[BEGIN]

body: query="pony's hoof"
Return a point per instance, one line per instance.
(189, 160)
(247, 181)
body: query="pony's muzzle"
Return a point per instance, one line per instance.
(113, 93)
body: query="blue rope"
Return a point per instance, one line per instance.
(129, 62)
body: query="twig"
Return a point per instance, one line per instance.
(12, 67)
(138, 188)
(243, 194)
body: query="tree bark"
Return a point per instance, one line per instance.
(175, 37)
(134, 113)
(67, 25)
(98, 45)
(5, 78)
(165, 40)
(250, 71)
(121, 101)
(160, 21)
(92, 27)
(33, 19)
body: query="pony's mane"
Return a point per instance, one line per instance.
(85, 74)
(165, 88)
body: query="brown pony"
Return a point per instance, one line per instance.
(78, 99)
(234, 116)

[END]
[BEGIN]

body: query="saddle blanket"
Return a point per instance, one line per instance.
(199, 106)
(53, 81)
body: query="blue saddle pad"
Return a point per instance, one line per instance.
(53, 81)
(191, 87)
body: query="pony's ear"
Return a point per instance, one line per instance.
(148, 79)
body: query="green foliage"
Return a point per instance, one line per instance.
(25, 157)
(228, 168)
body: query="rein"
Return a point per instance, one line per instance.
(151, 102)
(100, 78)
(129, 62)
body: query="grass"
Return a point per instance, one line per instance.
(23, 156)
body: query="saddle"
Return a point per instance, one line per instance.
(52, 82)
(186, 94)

[END]
[BEGIN]

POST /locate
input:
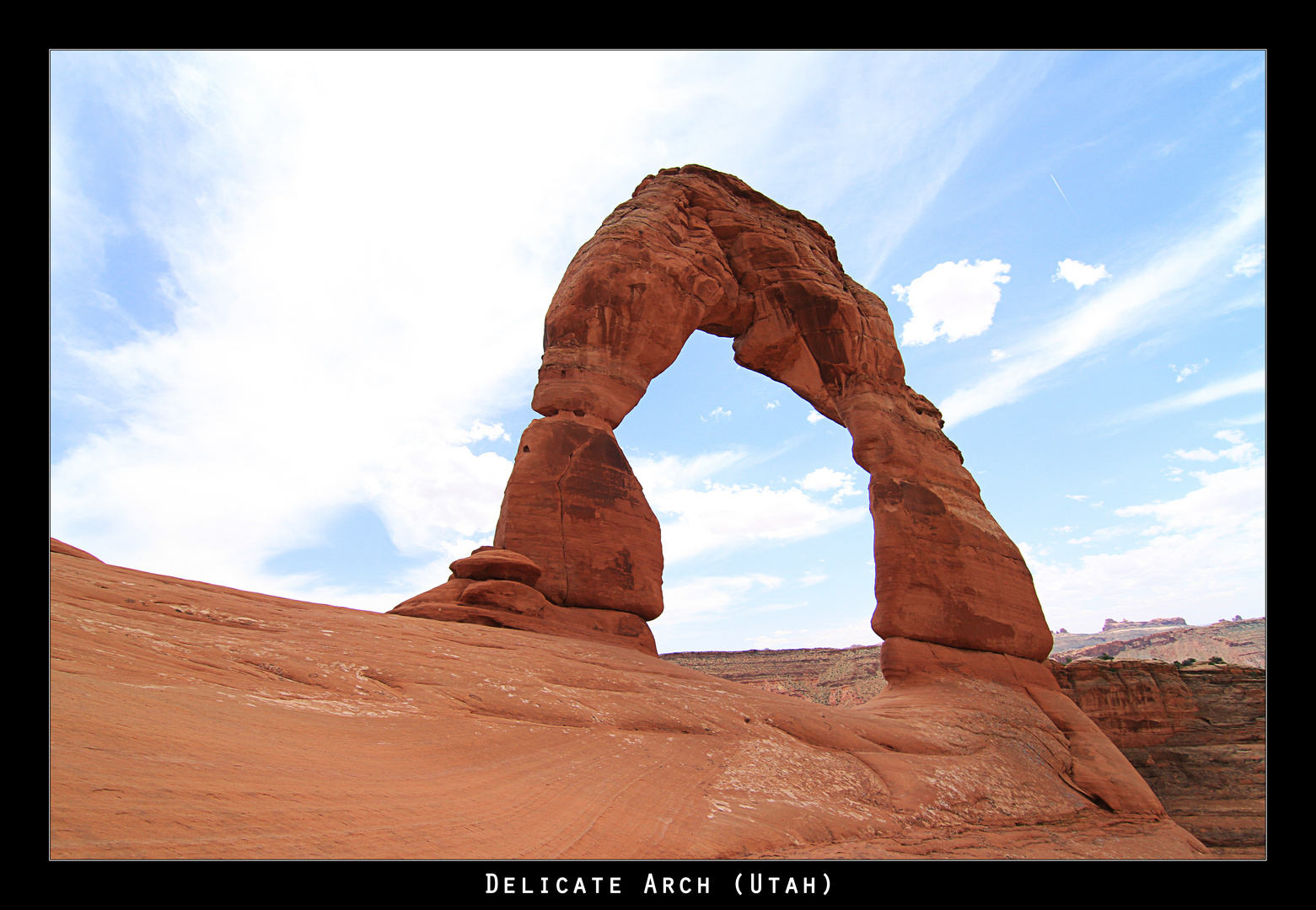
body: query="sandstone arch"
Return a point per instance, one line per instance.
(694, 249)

[END]

### OBJECTIVE:
Identify every row above that contains the word "saddle" and copy each of those rows in full.

### RESULT:
body: query="saddle blanket"
body: query="blue saddle pad"
body: query="saddle"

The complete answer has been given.